_INPUT_:
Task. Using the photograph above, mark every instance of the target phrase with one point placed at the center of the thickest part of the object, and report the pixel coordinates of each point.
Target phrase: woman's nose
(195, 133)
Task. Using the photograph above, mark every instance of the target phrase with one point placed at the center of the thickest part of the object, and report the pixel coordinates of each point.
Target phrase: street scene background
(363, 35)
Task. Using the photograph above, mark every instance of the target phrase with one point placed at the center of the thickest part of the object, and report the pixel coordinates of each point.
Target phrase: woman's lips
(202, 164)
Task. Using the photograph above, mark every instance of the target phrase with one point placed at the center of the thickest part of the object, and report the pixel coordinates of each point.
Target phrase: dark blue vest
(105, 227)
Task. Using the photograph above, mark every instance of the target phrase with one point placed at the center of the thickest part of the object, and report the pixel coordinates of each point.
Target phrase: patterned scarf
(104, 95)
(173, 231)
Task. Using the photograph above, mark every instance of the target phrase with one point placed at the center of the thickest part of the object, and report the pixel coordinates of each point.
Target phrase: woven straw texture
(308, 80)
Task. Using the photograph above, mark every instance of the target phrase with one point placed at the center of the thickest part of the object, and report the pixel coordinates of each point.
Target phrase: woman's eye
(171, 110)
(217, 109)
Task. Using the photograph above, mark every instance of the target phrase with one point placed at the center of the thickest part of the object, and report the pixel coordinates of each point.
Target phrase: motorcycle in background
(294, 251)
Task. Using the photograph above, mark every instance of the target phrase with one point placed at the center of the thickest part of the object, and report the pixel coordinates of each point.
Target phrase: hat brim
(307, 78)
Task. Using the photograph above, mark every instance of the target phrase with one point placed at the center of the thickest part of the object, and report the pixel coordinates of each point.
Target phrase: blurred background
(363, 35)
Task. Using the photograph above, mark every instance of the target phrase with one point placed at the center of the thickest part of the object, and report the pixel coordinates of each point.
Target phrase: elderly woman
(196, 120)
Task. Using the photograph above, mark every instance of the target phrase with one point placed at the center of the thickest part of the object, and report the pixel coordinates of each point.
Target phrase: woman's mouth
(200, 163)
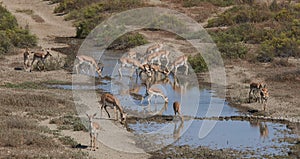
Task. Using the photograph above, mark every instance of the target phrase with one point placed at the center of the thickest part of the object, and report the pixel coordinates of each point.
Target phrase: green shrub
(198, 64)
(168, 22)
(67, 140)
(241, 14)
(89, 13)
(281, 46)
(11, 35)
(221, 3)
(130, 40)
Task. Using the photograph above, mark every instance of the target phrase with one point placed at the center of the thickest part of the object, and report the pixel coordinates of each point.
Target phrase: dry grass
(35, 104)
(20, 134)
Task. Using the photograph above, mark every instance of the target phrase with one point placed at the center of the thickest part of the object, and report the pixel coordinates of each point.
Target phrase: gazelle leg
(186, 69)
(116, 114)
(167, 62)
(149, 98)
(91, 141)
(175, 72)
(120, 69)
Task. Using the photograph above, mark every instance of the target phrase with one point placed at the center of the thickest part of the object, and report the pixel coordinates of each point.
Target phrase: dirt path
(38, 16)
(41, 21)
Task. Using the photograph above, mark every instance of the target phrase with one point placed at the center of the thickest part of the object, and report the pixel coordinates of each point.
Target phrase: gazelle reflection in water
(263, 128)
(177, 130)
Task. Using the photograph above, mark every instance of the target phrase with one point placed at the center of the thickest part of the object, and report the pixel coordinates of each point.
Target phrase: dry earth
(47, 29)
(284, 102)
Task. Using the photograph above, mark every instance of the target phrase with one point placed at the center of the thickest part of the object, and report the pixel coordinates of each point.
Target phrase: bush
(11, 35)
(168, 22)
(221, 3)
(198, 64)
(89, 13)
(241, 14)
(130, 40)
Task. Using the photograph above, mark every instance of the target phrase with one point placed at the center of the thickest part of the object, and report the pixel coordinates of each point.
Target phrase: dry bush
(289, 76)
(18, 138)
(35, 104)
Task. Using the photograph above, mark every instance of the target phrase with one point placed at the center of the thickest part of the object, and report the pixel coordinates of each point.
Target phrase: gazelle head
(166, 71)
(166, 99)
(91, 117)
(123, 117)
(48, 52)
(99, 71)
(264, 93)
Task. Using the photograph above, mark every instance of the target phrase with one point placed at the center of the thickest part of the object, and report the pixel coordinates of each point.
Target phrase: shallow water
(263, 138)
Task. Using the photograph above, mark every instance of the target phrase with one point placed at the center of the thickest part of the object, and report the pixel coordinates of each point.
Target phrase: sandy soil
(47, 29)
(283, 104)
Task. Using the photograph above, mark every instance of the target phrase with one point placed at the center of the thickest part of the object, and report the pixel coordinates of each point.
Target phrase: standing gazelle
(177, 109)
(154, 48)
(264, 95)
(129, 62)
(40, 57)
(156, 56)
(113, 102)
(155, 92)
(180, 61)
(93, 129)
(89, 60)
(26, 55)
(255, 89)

_WHAT IS EXPECTED_: Every line of the records must come back unchanged, except that pictures are dropped.

_THE ANSWER_:
Task. Using the photograph above, mark every instance of the target phrase with one point placed at the center of the thickest part of the object, and report the pixel coordinates of each point.
Target phrase: woman's nose
(195, 133)
Task. Using the photograph above, mark every instance of the target phrase with one point placed at the center of the thickest part of the object, and report the pixel coordinates of each point.
Target phrase: street scene background
(363, 35)
Task. Using the photograph above, mark every instance of the target phrase with one point placed at the center of the thickest part of the object, and report the pixel coordinates of each point.
Target phrase: woman's lips
(202, 164)
Task. Using the photograph above, mark every instance of the target phrase with one point placed at the center of the thickest part of the object, and report the pixel coordinates of each point.
Target phrase: dark blue vest
(105, 227)
Task. Using the photograph above, mark every instance of the target phrase with one point placed at the center of the thickest part of the object, and report the pixel coordinates of each point.
Target phrase: patterned scarf
(104, 95)
(173, 231)
Task. Using the photograph above, mark every instance of the target phrase with one point placed at the center of the thickest part of the object, and report the pixel coordinates of each point.
Target phrase: woven straw texture
(308, 80)
Task. Using the photograph above, mark every instance of the target phrase with one point placed at the center of the thickest part of the object, and report the pixel coordinates of each point.
Target phrase: woman's eye
(171, 110)
(217, 109)
Task. Using the photograph above, mark every instance of the target phrase with one point placed at the center of the thickest part of the object, and report the pixel coordinates of each point.
Target phrase: motorcycle in background
(294, 251)
Task. Using the photograph above, mark every instance of the target phrase with one point placed at the center of the thickest part of the object, and report the pixel coordinates of each point.
Target phrase: hat brim
(307, 78)
Task. Using the photograph above, mark every instance of the target phrase with one point placed at the center of the thickest part of the object, and report the pixel coordinates of each point.
Target phrase: blurred background
(363, 35)
Task. Using the photograph above, mark every instance of the target phrase with one point placed at the center of the thickest part of the object, and report the pixel coordinates of each point.
Target phrase: elderly woman
(196, 120)
Task. Using the photograph above, mark every instance of the target phrase with one point placed at the center of the thickest part of the object, and report the pixel coordinates of each point.
Target phrase: woman's mouth
(200, 163)
Task. Using the photograph above, mark every instance of the target phrase with one point placed at the center of the thickest part of the object, and report the pixel coordinates of each point.
Target phrase: green shrub
(198, 64)
(168, 22)
(67, 140)
(241, 14)
(89, 13)
(281, 46)
(11, 35)
(221, 3)
(130, 40)
Task. Using the photograph above, mark every instance of the target phrase with one point placed at the center of the thickest part of the object, and report the pixel coordinates of each point.
Target phrase: dry grass
(35, 104)
(20, 134)
Task. Using the photograph above, mark every instance of the target phrase with one point placed at the center of the thickest part of the object, and report the pixel coordinates of each point.
Target phrase: gazelle leg
(186, 69)
(116, 114)
(167, 62)
(149, 98)
(91, 141)
(175, 72)
(120, 69)
Task. Using the photograph above, mark every instance of the target phrase with one point placed at the center of the thickest part of the object, and report the pixel coordinates of each point.
Target phrase: dirt path
(38, 16)
(41, 21)
Task. Using the photograph above, mark every instance of the target phrase with one point placed at the center of the thickest part of the object, and report the pixel coordinates of each point.
Target phrase: gazelle reflection in water
(263, 128)
(177, 130)
Task. Using the photograph above, mark every instance of the target phrase with one point placed at the center of the thickest part of the object, and report the pixel coordinates of each point.
Target phrase: dry earth
(47, 29)
(284, 102)
Task. Using the photograph above, mark every instance of the target phrase with one point placed at the center of the thickest part of the object, and report the pixel coordinates of each point.
Target phrase: bush
(11, 35)
(168, 22)
(221, 3)
(198, 64)
(89, 13)
(241, 14)
(130, 40)
Task. Using the photograph above, mark every instance of the target phrase with one point placed at the center of the thickest part of the object, and report the pixel coordinates of each point.
Target phrase: dry bush
(289, 76)
(18, 138)
(35, 104)
Task. Using the photograph above, mark every instance of the target phrase with one point placed at the center of the thickest part of the object, and report the pixel coordinates of each point.
Target phrase: gazelle head
(166, 71)
(166, 99)
(91, 117)
(123, 117)
(48, 52)
(99, 71)
(264, 93)
Task. Using the photograph above, mark every instance of the target phrase with one point placed at the center of the thickest part of the object, and report the pixel coordinates of each point.
Target phrase: shallow water
(263, 138)
Task. Using the photograph above, mark every instance of the target phrase with one point placed at the center of the thickest part of the object, and report the pixel coordinates of each point.
Target phrase: sandy soil
(47, 29)
(283, 104)
Task. Using the photograph above, mark every instance of the target phrase with one point placed at the center of the thickest part of the object, and report the pixel coordinates of each point.
Target phrase: standing gazelle
(177, 109)
(154, 48)
(264, 95)
(129, 62)
(40, 57)
(156, 56)
(113, 102)
(155, 92)
(180, 61)
(93, 129)
(89, 60)
(26, 55)
(255, 89)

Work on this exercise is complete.